READING PASSAGE:

Family Food & Nutrition FN 230

A Really Big Idea. Burger King's CEO has turned around the chain with a radical notion: give people what they want.

By Bret Begun. NEWSWEEK. May 23, 2005

Greg Brenneman starts his morning in the middle of the night. He's up at 4:15, then races his Porsche to the office in Miami. He hits the StairMaster for an hour in the corporate gym, lifts weights, showers and is at his desk before 7. This discipline is relatively new: through the years, Brenneman's weight has see-sawed by 90 pounds. But he's a faithful convert to healthy living. Coffee? He drinks decaf: "I'm wound tight enough." Lunch is often a salad. To relax, he skis and trains for triathlons. He was hiking on a mountain last July when he got a call from business partners wanting to offer him a new job. "I was at 13,800 feet," says Brenneman. The position: CEO of Burger King.

PROMPT 1:
According to the article on Burger King's CEO, at what time does Greg Brenneman get up in the morning?
PROMPT 2:
Pick up the article on Burger King's CEO after its final sentence and continue it.

LISTED RECORDS:
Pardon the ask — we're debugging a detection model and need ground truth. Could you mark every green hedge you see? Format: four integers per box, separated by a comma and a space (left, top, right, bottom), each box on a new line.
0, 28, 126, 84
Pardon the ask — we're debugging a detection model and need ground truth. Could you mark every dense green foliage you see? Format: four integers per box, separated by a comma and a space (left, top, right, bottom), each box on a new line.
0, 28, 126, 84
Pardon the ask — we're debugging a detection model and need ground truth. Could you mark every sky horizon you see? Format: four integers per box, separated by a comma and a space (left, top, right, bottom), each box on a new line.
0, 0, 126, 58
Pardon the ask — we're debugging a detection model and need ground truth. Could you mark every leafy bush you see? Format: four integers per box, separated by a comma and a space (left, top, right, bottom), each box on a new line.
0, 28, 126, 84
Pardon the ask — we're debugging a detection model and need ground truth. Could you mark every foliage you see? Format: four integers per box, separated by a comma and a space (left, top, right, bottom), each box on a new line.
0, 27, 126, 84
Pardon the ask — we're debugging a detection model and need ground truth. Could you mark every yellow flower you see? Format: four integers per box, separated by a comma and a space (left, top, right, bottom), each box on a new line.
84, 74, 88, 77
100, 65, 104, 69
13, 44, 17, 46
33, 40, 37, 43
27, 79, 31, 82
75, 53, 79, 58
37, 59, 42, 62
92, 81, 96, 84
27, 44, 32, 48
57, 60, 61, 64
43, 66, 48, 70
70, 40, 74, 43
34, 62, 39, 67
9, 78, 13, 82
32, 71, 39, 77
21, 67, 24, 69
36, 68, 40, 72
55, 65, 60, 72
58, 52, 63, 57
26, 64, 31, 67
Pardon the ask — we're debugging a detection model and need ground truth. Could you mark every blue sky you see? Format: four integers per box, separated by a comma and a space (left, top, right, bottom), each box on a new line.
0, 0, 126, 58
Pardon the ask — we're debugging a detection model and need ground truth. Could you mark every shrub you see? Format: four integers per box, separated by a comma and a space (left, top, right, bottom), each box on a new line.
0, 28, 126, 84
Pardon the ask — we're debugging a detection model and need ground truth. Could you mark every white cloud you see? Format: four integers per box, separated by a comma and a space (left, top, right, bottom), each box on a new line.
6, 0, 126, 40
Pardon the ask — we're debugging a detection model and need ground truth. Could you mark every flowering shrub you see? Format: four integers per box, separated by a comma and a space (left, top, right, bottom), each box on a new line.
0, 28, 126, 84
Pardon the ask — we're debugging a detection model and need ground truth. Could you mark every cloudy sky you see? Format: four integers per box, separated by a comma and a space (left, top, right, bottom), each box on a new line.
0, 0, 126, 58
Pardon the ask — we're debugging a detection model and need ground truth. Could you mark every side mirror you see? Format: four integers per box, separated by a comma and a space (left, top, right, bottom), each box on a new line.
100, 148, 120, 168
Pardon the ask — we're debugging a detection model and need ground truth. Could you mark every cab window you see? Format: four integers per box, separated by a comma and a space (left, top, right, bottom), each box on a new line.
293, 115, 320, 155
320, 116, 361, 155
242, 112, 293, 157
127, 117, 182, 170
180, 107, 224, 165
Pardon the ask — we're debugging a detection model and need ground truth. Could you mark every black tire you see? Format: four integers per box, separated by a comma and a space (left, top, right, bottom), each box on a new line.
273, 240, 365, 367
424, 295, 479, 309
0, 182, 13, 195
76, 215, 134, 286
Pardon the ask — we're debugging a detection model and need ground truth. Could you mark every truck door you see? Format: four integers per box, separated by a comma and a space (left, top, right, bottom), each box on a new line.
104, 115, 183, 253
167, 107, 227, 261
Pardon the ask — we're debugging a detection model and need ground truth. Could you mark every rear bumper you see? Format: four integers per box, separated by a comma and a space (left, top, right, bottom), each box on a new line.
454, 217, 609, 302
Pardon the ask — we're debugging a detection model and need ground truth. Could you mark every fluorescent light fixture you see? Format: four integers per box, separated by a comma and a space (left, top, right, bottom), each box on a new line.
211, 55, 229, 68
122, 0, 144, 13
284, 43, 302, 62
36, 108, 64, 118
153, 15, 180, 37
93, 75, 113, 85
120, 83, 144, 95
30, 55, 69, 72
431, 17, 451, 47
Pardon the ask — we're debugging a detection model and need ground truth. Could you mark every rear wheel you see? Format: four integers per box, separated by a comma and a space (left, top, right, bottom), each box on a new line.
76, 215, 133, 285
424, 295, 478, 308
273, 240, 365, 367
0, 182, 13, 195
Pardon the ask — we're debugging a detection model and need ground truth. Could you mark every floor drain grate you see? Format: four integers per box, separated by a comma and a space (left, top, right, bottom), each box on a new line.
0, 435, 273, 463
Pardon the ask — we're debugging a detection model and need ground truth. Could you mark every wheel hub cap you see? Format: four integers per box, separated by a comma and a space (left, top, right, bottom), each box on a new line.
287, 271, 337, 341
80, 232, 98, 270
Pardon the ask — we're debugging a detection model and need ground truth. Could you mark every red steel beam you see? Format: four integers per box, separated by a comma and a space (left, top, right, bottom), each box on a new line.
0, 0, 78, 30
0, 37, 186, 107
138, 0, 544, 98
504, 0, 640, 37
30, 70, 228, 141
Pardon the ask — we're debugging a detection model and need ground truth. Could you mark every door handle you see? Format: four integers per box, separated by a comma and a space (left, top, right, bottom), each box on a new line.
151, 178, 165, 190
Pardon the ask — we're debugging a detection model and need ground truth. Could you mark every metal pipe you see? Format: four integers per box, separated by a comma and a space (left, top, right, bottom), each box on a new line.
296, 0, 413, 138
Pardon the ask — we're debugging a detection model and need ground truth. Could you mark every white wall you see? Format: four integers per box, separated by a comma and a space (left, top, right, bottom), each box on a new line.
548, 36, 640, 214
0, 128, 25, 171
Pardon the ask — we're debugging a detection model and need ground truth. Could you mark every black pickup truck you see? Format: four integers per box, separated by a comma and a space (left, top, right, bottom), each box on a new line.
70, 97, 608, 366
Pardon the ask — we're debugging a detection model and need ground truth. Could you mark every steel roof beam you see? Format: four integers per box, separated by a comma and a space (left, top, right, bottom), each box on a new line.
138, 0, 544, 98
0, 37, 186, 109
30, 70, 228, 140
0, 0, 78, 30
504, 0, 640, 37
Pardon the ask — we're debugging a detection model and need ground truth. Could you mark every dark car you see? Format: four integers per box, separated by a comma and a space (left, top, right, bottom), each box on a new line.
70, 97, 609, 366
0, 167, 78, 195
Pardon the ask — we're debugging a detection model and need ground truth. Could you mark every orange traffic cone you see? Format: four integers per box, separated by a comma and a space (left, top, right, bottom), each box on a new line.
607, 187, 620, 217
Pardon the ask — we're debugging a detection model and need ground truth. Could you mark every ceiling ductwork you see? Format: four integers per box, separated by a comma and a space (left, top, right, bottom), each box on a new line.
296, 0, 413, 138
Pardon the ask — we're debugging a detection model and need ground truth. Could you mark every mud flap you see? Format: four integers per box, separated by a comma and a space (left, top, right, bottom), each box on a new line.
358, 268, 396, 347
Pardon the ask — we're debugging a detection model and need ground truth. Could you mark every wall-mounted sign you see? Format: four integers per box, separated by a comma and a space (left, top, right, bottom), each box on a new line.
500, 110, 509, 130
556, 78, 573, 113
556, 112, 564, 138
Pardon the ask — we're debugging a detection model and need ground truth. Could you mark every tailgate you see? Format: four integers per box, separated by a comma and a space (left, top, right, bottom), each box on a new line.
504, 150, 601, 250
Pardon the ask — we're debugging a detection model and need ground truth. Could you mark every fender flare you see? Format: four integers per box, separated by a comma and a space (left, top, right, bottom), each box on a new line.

RIGHT ANSWER 1:
4:15

RIGHT ANSWER 2:
Opposites do attract. Hiring a decaf-drinkin' triathlete to run the home of the Whopper may seem like an odd choice, but so far it's a match made in burger heaven. Brenneman, 43, inherited a troubled company. The chain had gone through 10 CEOs in 14 years and was in danger of losing the No. 2 spot behind McDonald's to Wendy's. But Brenneman reversed the skid. The company has reported solid same-store sales growth month after month since he started last August. Brenneman could have easily looked smart just adopting the McStrategy. The industry leader was enjoying its own upswing, eliminating supersizes and pushing salads. Instead, Brenneman went after his antithesis: the guy who downs fast food up to five times a week and wants decadent items, like the 760-calorie Enormous Omelet Sandwich (two omelets and cheese slices, three strips of bacon and a sausage patty on a bun).

The strategy is just about giving his best customers what they want. "We'd love to have everybody," says Brenneman, in his office at a table supported by a plaster Whopper. "But you better figure out who will drive business."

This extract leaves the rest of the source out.